What you need to do. Would you retype the line that contains "x=14, y=210" and all lines following it to the end of the entries below, exactly and without pictures?

═══ Data records

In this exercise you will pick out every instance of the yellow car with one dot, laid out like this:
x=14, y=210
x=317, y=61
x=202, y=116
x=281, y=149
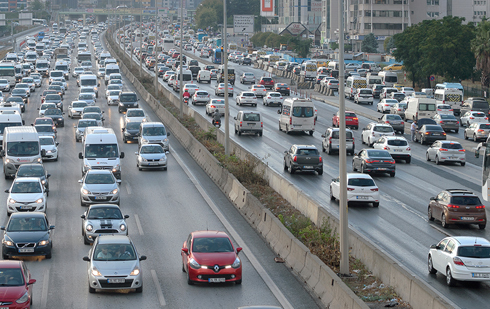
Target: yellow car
x=394, y=67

══════

Task answer.
x=14, y=210
x=317, y=61
x=202, y=116
x=281, y=149
Target: yellow car
x=394, y=67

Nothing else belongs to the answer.